• _Task inputs_:
===
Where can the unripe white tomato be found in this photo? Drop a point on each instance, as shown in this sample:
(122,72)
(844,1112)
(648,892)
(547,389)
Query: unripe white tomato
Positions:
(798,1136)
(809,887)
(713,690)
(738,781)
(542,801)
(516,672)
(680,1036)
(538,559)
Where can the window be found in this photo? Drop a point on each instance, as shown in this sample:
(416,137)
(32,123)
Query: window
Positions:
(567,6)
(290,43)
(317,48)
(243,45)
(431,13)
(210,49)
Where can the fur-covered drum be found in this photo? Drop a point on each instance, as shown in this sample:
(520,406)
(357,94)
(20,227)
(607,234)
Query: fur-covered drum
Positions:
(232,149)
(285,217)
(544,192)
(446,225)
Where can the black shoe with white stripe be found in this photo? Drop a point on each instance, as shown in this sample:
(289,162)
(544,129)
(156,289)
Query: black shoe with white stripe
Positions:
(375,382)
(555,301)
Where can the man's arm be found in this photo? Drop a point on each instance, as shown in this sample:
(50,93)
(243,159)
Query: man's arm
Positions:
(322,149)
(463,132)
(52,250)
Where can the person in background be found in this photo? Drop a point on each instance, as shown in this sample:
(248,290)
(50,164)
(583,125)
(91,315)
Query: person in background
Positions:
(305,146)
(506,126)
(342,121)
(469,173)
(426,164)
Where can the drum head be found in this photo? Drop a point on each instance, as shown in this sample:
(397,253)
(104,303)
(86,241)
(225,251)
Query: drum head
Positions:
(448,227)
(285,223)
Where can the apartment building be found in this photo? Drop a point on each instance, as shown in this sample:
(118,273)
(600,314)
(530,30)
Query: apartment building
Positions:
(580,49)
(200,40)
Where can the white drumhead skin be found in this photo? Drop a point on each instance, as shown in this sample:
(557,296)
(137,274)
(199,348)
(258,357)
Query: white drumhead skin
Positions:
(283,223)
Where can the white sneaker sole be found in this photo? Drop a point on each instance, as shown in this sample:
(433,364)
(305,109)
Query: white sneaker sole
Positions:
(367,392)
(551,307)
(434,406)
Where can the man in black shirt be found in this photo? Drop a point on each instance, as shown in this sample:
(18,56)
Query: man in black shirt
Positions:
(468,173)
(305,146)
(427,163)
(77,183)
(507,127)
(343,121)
===
• _What the exercise asks_:
Write out every line of the entries that holds the word "stripe".

• _Response for this exercise_:
Where can the black shoe with white stripe be found in this photo? Drop a point on each instance, as shown in this sample:
Query: black shoe with white stripe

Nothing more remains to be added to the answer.